(Region outline entries)
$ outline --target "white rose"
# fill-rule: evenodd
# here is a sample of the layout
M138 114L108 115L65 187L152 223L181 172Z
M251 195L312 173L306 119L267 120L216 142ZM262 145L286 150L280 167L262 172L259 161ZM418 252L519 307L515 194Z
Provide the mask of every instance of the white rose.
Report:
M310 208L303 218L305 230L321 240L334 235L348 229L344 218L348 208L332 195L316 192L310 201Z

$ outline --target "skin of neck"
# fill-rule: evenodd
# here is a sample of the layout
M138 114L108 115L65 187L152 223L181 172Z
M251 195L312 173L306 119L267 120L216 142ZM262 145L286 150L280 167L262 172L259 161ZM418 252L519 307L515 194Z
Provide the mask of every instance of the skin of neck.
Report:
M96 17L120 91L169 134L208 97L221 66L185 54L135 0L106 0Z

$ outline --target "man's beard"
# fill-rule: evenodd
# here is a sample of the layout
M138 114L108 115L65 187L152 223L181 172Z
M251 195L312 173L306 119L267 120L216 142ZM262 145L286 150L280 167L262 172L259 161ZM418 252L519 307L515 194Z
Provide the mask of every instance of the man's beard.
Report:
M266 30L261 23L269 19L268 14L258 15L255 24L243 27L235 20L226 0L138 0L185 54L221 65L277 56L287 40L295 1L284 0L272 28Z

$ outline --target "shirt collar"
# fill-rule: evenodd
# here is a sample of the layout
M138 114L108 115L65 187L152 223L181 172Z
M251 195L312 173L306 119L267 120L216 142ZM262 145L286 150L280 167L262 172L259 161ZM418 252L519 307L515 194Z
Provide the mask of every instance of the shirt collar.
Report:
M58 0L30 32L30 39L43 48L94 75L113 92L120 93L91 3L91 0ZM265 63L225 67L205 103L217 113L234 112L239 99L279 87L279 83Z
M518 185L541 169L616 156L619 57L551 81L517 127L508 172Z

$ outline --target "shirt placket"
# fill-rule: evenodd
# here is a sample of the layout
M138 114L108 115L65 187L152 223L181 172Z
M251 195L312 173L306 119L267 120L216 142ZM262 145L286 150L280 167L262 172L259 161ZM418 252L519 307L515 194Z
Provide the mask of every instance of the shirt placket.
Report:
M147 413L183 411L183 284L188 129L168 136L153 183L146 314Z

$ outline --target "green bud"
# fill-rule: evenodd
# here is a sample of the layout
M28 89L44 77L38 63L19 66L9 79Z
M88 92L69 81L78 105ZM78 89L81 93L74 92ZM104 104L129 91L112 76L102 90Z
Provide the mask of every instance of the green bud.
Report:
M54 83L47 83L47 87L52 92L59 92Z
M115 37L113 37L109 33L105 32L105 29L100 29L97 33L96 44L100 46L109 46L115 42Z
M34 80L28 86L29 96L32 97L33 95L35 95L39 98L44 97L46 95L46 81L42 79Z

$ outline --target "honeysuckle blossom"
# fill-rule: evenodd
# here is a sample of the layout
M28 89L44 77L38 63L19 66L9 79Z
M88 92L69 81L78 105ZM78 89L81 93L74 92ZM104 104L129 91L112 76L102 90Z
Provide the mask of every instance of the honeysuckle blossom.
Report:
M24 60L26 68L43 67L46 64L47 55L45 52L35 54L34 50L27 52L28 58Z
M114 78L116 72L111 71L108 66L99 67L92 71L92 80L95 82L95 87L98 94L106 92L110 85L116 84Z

#### [What is expected]
How many lines of the data contain the string "shirt", with case counting? Reply with only the number.

#### [Task output]
4